DATA IN THIS EXERCISE:
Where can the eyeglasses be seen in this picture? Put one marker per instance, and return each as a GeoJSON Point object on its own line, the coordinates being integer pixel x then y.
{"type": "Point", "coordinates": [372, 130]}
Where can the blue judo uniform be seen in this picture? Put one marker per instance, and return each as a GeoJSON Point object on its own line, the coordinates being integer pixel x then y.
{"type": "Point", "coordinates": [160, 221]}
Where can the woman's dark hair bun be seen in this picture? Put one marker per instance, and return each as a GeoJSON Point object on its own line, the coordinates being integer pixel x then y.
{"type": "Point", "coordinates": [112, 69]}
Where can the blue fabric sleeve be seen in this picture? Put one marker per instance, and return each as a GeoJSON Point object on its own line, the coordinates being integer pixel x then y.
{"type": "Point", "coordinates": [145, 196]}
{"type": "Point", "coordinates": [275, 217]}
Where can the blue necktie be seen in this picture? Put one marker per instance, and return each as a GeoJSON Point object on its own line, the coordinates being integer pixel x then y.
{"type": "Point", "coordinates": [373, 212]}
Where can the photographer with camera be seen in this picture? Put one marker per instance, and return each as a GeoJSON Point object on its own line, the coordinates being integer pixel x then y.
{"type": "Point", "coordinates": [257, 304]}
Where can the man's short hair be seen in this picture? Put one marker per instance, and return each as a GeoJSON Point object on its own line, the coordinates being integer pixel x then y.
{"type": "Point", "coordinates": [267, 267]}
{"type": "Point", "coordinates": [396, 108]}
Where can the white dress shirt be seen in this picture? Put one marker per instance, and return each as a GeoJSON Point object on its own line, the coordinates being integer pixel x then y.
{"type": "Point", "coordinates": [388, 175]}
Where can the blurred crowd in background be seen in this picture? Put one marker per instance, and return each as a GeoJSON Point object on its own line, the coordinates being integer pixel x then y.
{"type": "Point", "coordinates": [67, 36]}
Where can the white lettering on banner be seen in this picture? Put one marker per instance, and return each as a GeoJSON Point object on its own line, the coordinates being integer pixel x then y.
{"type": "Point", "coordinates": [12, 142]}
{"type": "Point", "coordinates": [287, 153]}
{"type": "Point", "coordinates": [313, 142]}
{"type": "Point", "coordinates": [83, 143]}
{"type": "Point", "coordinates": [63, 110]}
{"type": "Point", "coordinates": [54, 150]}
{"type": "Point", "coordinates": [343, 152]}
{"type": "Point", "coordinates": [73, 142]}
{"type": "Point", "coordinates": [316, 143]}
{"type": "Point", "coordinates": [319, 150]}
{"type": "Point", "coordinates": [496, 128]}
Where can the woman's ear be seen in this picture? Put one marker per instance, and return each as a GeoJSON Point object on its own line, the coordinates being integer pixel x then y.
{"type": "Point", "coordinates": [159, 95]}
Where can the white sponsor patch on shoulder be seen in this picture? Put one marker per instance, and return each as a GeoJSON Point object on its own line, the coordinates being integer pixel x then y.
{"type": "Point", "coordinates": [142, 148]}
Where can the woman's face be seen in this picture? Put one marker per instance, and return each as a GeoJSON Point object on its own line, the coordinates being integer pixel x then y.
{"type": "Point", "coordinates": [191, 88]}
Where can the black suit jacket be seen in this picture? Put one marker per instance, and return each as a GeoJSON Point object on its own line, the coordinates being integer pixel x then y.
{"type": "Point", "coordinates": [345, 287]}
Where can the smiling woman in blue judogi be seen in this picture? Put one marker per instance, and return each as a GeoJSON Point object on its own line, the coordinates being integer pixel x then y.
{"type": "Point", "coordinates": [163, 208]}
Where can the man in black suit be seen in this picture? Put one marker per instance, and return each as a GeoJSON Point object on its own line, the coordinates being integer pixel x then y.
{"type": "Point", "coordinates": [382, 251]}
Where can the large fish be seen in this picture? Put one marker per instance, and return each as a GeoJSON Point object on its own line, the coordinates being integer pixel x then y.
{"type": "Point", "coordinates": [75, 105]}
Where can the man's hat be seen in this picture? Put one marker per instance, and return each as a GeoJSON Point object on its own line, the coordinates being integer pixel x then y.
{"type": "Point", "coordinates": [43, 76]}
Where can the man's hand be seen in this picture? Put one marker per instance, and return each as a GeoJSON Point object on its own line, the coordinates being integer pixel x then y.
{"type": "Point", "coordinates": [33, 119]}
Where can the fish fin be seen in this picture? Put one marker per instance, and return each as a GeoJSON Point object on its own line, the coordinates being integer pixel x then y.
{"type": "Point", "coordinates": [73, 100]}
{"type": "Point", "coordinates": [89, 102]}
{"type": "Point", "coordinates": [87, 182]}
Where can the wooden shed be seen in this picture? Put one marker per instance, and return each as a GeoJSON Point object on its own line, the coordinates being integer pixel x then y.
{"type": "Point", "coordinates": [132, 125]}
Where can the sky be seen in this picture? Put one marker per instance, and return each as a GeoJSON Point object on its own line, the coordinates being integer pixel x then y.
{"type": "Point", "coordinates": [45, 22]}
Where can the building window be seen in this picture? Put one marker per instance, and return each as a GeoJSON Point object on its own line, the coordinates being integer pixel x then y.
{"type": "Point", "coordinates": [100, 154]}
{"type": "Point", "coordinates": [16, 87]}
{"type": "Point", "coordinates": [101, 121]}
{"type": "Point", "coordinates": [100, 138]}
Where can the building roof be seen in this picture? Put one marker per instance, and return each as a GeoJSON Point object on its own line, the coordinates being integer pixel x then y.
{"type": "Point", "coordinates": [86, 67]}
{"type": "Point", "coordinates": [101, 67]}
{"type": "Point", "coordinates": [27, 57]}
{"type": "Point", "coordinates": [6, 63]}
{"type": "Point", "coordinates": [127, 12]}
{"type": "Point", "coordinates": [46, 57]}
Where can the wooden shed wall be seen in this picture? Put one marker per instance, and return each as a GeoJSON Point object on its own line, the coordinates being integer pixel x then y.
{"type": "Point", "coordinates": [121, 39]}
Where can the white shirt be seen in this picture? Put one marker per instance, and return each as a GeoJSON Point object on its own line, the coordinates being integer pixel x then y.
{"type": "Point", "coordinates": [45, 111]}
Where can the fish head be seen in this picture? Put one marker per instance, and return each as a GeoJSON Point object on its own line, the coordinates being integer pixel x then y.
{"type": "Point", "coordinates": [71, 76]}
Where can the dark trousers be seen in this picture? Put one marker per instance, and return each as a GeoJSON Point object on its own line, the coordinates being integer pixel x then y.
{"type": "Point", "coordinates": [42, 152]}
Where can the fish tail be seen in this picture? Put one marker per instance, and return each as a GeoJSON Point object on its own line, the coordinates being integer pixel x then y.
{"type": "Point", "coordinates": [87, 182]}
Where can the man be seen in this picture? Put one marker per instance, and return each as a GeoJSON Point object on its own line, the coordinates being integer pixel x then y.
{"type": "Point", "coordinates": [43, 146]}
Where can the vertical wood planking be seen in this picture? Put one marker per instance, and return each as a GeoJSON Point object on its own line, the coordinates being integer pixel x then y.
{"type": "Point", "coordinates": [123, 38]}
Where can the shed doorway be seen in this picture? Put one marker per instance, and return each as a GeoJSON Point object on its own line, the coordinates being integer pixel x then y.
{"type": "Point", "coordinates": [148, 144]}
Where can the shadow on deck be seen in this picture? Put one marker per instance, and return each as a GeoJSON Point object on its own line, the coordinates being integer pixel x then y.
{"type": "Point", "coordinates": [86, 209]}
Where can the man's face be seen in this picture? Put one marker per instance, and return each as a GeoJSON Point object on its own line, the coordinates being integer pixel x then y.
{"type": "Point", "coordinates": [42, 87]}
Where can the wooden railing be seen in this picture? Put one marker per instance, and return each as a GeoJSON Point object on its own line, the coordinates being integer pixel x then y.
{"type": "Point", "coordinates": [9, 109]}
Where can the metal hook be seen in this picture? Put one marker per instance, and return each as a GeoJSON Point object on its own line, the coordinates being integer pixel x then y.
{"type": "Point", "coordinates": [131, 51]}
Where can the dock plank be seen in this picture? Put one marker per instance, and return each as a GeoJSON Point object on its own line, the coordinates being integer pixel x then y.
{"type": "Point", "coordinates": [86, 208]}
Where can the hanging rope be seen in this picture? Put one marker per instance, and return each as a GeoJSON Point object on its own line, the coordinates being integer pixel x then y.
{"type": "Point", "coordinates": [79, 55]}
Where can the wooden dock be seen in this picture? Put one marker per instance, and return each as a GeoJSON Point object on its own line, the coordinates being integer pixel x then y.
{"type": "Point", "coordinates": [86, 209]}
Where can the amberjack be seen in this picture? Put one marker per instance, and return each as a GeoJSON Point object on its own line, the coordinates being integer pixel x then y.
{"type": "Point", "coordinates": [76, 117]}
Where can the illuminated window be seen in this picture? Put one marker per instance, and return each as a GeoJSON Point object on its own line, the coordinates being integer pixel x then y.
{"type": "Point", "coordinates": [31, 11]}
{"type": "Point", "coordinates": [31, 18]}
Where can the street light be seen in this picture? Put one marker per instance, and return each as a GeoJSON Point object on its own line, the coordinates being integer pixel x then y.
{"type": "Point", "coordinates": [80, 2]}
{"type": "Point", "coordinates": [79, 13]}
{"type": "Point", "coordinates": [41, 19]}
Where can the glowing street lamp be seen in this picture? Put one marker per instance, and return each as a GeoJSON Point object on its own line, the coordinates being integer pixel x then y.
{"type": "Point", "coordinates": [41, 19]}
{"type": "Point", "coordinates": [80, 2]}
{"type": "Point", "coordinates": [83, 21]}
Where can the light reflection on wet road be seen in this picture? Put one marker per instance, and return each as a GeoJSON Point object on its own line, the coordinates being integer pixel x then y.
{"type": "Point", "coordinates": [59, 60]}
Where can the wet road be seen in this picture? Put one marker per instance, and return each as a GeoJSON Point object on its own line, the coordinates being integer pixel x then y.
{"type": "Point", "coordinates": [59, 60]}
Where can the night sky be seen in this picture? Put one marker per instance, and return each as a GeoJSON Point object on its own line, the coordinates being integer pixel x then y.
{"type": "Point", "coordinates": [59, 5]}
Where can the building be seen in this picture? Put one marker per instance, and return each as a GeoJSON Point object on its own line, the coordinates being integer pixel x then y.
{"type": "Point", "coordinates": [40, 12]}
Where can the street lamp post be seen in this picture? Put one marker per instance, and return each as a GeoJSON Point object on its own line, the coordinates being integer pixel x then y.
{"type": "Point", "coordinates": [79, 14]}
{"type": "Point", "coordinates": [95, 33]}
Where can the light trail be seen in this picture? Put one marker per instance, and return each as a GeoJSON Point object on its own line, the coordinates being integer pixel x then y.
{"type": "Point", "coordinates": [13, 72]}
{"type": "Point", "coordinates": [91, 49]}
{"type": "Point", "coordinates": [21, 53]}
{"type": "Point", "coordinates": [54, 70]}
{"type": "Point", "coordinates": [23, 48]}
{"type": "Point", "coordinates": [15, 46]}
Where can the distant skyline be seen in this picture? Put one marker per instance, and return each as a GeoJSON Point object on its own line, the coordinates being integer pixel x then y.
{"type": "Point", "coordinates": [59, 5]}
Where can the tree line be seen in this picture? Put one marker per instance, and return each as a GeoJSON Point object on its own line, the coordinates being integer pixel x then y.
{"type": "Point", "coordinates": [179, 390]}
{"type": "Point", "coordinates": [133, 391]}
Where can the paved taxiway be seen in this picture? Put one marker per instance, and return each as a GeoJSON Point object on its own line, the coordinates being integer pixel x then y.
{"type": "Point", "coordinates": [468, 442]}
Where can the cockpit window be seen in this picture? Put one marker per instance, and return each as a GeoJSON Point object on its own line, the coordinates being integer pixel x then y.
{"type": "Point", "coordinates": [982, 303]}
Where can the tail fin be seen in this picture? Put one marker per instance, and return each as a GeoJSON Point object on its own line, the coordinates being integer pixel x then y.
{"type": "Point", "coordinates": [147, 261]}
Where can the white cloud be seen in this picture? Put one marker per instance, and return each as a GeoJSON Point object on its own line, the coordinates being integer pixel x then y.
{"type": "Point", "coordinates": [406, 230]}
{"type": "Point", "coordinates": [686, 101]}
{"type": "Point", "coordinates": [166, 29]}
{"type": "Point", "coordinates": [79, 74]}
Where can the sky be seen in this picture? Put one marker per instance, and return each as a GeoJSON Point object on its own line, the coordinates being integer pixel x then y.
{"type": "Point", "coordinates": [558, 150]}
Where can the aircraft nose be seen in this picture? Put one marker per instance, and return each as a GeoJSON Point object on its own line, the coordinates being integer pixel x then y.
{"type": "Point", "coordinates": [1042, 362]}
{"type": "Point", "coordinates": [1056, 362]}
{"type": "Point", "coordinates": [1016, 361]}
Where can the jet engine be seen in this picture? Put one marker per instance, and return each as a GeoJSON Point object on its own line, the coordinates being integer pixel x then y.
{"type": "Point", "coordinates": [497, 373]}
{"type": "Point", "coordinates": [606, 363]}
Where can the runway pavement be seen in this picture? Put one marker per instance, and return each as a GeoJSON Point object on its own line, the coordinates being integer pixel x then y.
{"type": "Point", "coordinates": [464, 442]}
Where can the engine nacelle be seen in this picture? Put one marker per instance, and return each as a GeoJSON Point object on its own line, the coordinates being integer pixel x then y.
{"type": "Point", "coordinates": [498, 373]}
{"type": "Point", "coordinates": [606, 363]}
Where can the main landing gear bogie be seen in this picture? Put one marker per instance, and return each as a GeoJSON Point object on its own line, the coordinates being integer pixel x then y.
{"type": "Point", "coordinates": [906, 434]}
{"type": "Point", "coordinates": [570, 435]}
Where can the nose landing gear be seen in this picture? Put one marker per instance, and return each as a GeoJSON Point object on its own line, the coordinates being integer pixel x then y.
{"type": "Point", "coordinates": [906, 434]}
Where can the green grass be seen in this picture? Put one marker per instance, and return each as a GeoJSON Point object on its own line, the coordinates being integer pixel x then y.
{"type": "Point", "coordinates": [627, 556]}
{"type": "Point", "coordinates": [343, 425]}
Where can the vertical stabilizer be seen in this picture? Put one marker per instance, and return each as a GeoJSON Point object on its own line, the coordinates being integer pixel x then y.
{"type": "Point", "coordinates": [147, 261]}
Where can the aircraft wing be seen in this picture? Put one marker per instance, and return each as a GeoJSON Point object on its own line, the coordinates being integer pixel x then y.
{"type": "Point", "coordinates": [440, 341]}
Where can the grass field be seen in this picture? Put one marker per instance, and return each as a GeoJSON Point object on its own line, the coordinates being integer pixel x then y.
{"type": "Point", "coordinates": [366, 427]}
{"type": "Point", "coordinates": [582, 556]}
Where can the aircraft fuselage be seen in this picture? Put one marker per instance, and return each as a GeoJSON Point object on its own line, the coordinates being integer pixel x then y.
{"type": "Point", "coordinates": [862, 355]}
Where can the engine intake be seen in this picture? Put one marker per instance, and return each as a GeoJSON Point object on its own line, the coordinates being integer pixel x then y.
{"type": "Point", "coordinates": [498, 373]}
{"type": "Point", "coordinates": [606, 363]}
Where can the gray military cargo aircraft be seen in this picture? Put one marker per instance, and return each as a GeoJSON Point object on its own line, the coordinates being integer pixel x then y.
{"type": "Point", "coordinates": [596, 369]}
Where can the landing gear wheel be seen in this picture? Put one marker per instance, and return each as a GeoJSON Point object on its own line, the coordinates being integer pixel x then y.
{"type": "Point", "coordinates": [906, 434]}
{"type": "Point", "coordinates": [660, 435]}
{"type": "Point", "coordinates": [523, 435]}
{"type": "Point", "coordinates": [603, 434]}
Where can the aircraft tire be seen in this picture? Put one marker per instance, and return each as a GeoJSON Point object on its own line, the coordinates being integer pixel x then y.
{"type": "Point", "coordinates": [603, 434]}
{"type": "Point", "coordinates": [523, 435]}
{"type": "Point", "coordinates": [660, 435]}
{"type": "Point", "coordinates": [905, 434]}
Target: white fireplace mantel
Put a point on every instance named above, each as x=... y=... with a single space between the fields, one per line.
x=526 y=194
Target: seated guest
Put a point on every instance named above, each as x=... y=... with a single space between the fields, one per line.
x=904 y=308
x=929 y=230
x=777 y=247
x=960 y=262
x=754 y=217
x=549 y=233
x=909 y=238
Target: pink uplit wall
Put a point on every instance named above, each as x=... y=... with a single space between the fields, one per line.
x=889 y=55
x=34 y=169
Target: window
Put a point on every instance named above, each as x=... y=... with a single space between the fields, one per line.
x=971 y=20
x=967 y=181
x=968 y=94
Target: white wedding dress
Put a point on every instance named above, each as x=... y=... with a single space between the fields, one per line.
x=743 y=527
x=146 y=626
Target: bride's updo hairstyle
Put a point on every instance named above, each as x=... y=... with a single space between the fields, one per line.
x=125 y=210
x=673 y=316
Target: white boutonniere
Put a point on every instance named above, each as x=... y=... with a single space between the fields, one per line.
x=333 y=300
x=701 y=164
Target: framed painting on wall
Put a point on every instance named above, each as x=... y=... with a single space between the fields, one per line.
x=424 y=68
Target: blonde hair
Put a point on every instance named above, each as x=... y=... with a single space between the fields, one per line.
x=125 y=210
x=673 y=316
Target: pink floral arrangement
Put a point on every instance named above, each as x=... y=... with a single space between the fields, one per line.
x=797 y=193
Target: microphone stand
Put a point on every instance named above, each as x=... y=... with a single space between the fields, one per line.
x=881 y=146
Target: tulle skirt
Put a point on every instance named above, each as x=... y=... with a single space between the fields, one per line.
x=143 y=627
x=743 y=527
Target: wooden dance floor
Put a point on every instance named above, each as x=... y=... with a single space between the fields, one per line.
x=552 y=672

BRIEF: Retype, exactly and in full, the lines above from the one containing "Target: white fireplace mantel" through the one containing "Target: white boutonniere".

RESULT BELOW:
Target: white fireplace mantel
Put a point on every instance named above, each as x=... y=... with a single space between the fields, one per line.
x=526 y=194
Target: seated guest
Put a point on every instance named above, each as x=... y=... with a single space between the fields, one per line.
x=904 y=308
x=929 y=230
x=777 y=247
x=960 y=262
x=754 y=217
x=549 y=233
x=909 y=238
Target: pink uplit wall
Put a point on every instance named above, each as x=... y=... with a single space between the fields, one per line.
x=889 y=55
x=34 y=169
Target: window
Put a point on every instance named above, each as x=... y=... with a single space between the fields, one per line.
x=971 y=20
x=967 y=181
x=968 y=94
Target: white wedding dress
Put a point on every instance named above, each as x=... y=... with a single space between the fields, one per line.
x=743 y=527
x=146 y=626
Target: bride's updo hairstyle
Put a point on every instance named above, each as x=... y=... with a single space between the fields, one per line.
x=125 y=210
x=673 y=316
Target: white boutonniere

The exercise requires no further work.